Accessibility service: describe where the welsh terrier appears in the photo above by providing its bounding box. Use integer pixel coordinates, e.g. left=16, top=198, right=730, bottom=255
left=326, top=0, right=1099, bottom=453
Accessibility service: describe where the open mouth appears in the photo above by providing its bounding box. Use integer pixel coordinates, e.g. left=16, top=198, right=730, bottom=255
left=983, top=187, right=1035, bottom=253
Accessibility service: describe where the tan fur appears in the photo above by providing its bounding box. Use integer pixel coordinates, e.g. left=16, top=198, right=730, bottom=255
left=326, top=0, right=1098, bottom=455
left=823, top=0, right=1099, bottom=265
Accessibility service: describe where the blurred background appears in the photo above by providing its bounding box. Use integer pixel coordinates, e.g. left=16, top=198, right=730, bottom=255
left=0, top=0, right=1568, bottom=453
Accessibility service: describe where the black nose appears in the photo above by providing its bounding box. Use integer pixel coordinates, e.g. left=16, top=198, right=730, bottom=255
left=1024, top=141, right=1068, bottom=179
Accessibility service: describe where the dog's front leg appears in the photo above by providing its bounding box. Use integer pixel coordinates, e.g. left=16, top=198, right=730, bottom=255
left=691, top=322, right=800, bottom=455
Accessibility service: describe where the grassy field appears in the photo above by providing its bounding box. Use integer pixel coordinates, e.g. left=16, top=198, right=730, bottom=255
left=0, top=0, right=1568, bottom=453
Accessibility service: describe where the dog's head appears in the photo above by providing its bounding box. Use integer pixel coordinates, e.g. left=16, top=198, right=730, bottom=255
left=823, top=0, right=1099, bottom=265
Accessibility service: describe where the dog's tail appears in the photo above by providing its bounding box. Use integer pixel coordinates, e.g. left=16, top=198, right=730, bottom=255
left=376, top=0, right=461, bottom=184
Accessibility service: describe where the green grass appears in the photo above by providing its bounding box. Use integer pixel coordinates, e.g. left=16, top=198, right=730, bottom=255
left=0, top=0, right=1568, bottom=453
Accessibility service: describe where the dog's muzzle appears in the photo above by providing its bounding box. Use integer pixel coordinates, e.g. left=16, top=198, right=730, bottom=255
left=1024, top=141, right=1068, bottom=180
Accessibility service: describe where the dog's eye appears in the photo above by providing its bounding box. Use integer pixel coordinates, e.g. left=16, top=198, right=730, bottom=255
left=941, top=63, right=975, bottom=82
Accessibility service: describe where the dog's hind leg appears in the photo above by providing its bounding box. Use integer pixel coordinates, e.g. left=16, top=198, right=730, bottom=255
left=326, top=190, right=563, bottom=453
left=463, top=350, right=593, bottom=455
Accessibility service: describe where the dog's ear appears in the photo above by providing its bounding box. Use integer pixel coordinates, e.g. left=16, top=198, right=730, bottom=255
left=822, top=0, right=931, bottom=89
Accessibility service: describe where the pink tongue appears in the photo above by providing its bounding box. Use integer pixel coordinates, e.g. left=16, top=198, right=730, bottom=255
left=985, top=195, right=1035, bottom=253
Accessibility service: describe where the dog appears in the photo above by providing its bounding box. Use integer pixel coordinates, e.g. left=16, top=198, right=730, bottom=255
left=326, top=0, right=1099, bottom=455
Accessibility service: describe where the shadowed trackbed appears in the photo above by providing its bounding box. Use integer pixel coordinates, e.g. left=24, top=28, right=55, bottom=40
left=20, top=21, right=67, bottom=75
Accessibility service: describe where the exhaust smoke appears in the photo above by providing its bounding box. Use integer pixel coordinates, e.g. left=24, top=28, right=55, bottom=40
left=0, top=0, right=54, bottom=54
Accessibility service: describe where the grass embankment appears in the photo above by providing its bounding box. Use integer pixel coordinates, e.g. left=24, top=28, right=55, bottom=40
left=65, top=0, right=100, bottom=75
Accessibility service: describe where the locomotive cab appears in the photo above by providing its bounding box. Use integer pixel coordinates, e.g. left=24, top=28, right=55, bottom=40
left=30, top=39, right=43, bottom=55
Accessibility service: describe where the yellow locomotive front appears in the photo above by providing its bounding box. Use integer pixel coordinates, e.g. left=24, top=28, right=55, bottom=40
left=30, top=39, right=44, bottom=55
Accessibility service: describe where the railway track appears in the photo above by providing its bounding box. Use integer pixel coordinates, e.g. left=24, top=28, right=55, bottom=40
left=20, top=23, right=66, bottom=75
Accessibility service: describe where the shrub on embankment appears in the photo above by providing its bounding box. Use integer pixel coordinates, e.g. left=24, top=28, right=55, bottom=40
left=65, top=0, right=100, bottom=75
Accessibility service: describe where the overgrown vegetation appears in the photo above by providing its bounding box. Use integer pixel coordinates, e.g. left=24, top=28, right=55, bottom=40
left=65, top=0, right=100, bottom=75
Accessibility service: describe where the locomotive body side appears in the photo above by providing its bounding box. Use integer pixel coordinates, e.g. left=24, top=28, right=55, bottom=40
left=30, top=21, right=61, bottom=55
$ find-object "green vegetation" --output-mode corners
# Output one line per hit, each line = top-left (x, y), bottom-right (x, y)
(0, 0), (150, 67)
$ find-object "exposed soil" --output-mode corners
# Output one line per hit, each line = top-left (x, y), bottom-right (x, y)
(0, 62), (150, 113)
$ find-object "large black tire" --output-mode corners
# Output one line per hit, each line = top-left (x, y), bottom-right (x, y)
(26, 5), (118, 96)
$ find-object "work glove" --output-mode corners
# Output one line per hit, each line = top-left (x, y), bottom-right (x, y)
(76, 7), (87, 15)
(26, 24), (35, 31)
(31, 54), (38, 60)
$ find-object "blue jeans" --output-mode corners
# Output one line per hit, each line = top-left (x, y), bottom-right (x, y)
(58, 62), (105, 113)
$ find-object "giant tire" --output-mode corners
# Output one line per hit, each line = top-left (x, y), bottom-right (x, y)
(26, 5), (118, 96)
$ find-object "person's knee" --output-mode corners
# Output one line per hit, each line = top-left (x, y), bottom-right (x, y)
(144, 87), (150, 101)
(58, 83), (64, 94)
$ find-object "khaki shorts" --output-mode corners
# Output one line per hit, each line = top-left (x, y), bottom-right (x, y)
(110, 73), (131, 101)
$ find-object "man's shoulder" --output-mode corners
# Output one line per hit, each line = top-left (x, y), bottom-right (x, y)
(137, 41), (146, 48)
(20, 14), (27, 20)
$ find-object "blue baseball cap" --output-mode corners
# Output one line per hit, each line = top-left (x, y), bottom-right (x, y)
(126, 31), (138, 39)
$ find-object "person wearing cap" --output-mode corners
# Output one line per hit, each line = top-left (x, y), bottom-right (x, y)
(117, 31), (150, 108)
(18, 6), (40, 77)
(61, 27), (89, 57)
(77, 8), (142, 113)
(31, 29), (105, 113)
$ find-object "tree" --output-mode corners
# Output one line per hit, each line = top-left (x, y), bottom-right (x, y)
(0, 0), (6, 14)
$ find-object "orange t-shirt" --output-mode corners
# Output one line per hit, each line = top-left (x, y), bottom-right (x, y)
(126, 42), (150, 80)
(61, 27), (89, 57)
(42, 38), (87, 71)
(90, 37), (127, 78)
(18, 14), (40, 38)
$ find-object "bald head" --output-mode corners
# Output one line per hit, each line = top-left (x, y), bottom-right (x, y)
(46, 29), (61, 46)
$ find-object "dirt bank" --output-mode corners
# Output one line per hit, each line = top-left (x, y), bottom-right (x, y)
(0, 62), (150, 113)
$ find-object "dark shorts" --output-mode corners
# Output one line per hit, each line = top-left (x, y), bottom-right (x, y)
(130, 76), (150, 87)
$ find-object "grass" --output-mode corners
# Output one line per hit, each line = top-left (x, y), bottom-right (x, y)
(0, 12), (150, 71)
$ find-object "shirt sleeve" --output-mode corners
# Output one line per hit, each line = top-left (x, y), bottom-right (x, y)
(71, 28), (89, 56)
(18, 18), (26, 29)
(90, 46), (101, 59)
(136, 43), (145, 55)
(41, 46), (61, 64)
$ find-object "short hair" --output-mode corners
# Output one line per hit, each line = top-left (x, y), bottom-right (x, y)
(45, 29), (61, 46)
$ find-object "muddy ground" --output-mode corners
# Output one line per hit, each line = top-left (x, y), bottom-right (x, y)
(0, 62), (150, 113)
.....
- Requirements: Filter the material above down to the lines that contain the string "embankment", and copy each matching line in full.

- Result:
Accessibility service: describe where the grass embankment appears in the photo above by providing its bounding box. Use integer pixel coordinates, e.g. left=24, top=28, right=55, bottom=40
Accessibility service: describe where the shrub on embankment appears in the photo above by providing its bounding box. Use integer pixel coordinates, e.g. left=24, top=28, right=55, bottom=40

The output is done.